本文抜粋
——————————
その意味では投資資金を全損する恐れのある投資を回避することが老後資産形成におけるリスク管理の第1ポイントになります。

となるとレバレッジをかけた運用のリスクは高すぎるのではないか、ということになります。信用取引、レバレッジをかけたFX等は実際の保有額以上にポジションを取りますから、値動きによっては資産をすべてなくす恐れがあります。
きちんと運用管理ができればいいのですが、普通の会社員が常に売買注文を出せるわけではありませんので、大きな価格変動時にすぐ対応できないこともあります。少なくとも老後資産形成を考えるなら、こうした運用の選択肢を取る必要はないといえます。

無理なく、全損のリスクを避けて老後資産作りを続けていきたいという人は、レバレッジをかけて運用をする必要はない、ということになります。
これで大きな値動き、特に大きな値下がりにより資産を一気に半減させたり全損したりするリスクを取らなくてすみます。

投資対象の集中を回避してリスクを抑える

次のステップは、特定の投資対象に資産の値下がりが依存する状態を避けるということを考えてみます。

期待リターンを高める努力は当然のことですが、個人の資産運用においては、リスクを抑え大きな損失を避ける努力も重要です。そして、リスクを抑える工夫についてはまだ十分に理解されていないように見えます。
——————————
提供資料

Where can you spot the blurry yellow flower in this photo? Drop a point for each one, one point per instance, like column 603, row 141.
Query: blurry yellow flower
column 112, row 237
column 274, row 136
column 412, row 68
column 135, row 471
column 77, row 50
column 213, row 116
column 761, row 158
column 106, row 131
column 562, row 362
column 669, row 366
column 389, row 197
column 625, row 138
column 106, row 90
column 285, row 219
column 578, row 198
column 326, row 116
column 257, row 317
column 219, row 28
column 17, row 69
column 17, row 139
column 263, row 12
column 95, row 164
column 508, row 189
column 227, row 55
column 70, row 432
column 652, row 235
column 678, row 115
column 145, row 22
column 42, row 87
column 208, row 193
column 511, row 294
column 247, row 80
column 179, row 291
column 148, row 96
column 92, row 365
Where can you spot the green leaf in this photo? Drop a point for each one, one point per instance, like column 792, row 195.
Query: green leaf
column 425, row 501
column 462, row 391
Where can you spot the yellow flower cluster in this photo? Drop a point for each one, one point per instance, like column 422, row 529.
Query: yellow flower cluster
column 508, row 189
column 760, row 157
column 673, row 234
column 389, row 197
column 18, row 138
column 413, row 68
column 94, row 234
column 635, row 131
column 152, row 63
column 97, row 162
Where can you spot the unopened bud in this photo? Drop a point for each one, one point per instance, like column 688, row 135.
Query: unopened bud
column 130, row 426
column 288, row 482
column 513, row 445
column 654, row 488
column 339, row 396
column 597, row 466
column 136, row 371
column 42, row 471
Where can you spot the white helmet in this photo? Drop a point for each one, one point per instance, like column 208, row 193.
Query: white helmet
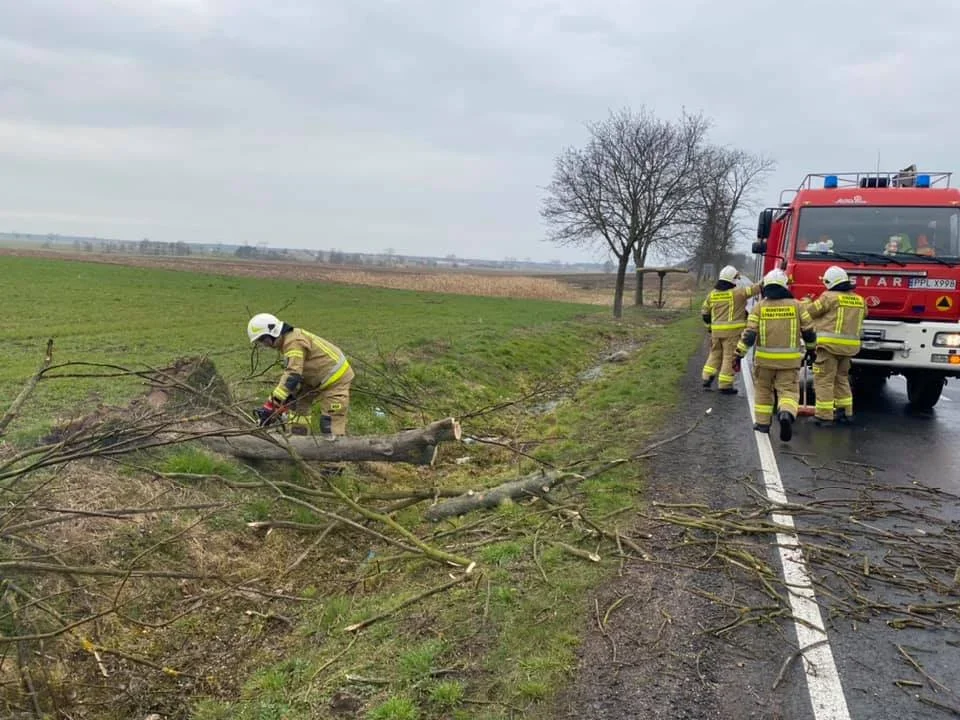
column 263, row 324
column 729, row 273
column 834, row 276
column 775, row 277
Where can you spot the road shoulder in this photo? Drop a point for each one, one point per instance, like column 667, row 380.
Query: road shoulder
column 681, row 635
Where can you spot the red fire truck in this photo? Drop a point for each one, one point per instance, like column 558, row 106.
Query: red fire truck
column 897, row 234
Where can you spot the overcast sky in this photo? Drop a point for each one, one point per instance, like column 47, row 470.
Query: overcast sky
column 431, row 126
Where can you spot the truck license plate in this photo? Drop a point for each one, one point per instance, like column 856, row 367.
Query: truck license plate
column 933, row 283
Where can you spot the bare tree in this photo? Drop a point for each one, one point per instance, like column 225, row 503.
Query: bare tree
column 626, row 187
column 727, row 179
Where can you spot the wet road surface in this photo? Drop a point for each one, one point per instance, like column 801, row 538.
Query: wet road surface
column 879, row 519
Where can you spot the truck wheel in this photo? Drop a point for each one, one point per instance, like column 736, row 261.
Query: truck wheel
column 923, row 389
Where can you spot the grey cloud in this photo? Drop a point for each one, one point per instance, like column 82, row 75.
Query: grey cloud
column 423, row 125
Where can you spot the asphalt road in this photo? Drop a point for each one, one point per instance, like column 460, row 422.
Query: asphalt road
column 884, row 499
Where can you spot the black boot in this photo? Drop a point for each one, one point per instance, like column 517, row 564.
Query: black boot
column 786, row 425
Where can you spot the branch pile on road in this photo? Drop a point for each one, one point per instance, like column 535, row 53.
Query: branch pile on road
column 876, row 551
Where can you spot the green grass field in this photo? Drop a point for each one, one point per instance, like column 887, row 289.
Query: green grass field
column 492, row 648
column 139, row 317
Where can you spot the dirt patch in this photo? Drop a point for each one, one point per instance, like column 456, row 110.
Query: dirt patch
column 587, row 288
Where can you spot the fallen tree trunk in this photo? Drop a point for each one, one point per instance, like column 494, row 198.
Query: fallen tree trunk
column 417, row 446
column 536, row 484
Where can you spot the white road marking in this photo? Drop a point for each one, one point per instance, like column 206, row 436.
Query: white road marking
column 823, row 680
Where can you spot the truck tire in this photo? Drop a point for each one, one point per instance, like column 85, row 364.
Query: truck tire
column 923, row 389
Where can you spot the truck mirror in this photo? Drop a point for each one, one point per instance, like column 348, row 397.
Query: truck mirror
column 763, row 224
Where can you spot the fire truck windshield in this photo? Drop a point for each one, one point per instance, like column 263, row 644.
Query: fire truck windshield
column 911, row 234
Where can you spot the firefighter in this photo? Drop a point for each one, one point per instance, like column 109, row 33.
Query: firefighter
column 315, row 371
column 779, row 327
column 838, row 316
column 725, row 315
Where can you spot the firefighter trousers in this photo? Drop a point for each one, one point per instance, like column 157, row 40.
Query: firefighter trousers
column 721, row 359
column 831, row 383
column 786, row 384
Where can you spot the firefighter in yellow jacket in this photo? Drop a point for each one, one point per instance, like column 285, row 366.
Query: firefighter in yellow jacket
column 724, row 312
column 780, row 328
column 314, row 371
column 838, row 316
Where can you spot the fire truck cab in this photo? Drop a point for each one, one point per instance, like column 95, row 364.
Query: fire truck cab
column 897, row 235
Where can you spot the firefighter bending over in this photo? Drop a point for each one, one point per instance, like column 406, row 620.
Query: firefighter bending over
column 838, row 316
column 780, row 327
column 724, row 312
column 314, row 371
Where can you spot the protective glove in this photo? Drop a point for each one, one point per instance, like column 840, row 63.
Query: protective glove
column 269, row 412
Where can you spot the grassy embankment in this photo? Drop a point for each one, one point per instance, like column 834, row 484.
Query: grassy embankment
column 483, row 649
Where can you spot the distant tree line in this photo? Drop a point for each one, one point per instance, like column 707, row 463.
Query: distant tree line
——————————
課題 1
次の(a)〜(c)が本文の内容と合っているかどうか、それぞれ「はい」か「いいえ」で答え、決め手となる本文の語句をそのまま引用してください。
(a) 信用取引は実際の保有額以上にポジションを取る。
(b) 普通の会社員は常に売買注文を出せる。
(c) リスクを抑える工夫は、すでに十分に理解されている。
課題 2
本文の「きちんと運用管理ができればい」から「リスクを取らなくてすみます。」までの部分（両端を含む）を、「普通の会社員」を「個人投資家」に入れ替えて書き直してください。

正解 1
(a) はい。「信用取引、レバレッジをかけたFX等は実際の保有額以上にポジションを取りますから」
(b) いいえ。「普通の会社員が常に売買注文を出せるわけではありません」
(c) いいえ。「リスクを抑える工夫についてはまだ十分に理解されていないように見えます」

正解 2
きちんと運用管理ができればいいのですが、個人投資家が常に売買注文を出せるわけではありませんので、大きな価格変動時にすぐ対応できないこともあります。少なくとも老後資産形成を考えるなら、こうした運用の選択肢を取る必要はないといえます。

無理なく、全損のリスクを避けて老後資産作りを続けていきたいという人は、レバレッジをかけて運用をする必要はない、ということになります。
これで大きな値動き、特に大きな値下がりにより資産を一気に半減させたり全損したりするリスクを取らなくてすみます。